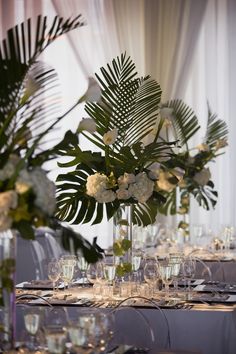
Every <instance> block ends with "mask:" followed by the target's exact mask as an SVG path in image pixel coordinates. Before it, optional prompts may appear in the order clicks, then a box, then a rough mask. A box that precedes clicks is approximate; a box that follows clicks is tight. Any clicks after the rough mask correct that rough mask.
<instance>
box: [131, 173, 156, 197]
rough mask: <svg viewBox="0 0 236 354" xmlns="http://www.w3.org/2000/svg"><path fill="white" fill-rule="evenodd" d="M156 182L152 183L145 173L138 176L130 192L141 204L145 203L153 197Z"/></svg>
mask: <svg viewBox="0 0 236 354" xmlns="http://www.w3.org/2000/svg"><path fill="white" fill-rule="evenodd" d="M153 188H154V182H153V181H151V180H150V179H149V178H148V176H147V174H146V173H145V172H141V173H139V174H137V175H136V177H135V183H132V184H130V186H129V192H130V193H131V195H132V197H134V198H135V199H137V200H138V202H139V203H145V202H146V201H147V200H148V199H149V198H150V197H151V195H152V193H153Z"/></svg>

[TASK TO CARRY OUT]: Work out how many lines in this material contain the string "instance", and give that number alone.

[SOLUTION FOR THIS TASK]: 2